SUPPLIED INFORMATION:

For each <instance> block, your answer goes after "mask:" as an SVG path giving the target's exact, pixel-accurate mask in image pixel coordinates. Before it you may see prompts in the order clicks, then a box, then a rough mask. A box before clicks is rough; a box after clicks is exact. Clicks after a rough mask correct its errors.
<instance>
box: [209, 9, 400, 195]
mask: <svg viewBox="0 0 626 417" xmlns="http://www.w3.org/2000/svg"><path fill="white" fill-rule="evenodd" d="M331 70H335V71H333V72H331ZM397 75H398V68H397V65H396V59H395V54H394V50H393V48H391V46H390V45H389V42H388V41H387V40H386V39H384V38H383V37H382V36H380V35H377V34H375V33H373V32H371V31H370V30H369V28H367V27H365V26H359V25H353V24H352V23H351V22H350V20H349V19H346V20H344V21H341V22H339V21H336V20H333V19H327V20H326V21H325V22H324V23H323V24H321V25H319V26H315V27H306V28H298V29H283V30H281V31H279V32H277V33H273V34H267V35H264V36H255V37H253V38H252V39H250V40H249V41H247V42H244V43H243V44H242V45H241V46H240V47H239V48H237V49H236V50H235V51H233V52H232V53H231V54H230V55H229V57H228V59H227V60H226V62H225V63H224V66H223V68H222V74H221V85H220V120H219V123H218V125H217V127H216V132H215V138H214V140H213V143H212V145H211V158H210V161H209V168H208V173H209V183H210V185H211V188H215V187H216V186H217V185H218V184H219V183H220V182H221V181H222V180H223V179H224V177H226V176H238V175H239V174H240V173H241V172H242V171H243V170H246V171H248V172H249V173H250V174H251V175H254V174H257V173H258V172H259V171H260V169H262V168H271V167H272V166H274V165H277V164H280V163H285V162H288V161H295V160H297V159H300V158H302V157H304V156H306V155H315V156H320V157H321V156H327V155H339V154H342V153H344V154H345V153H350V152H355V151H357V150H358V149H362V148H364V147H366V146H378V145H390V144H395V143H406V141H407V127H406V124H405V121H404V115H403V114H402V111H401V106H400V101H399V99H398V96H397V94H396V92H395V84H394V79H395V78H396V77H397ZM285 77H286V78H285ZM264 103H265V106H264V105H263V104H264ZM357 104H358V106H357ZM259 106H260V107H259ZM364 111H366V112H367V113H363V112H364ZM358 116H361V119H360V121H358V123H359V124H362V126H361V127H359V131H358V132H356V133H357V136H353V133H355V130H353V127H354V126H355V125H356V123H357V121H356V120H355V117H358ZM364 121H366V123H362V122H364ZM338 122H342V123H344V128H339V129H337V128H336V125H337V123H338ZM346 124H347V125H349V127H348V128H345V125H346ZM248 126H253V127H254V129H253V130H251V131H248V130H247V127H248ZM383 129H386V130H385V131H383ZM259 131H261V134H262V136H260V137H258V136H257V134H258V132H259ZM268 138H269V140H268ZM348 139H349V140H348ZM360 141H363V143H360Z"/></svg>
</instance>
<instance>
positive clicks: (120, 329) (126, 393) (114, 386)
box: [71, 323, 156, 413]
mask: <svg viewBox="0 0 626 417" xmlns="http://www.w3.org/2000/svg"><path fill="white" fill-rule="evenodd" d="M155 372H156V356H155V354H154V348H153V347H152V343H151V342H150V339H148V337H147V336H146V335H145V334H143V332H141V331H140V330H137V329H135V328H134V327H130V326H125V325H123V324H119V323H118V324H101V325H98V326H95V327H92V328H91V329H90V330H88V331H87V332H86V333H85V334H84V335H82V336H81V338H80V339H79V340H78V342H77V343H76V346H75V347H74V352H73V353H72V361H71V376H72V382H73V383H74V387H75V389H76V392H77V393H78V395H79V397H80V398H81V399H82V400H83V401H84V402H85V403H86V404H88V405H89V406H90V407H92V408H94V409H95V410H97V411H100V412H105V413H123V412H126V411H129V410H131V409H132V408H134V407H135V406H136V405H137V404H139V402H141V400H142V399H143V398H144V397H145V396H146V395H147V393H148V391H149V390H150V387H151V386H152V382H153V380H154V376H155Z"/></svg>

WHAT YOU ARE ASKED TO DO: Reproduce verbatim every line from the beginning of the entries through the line containing "box: [209, 9, 400, 195]", with both ends included.

RESPONSE TO THIS EXERCISE:
For each <instance> block, your answer goes after "mask:" as an SVG path giving the target's exact, pixel-accurate mask in image pixel coordinates. Before it you may see prompts in the order clicks, then a box, then a rough mask. A box before clicks is rough; a box after clicks is exact. Clicks after a rough mask correct its errors.
<instance>
box: [209, 9, 400, 195]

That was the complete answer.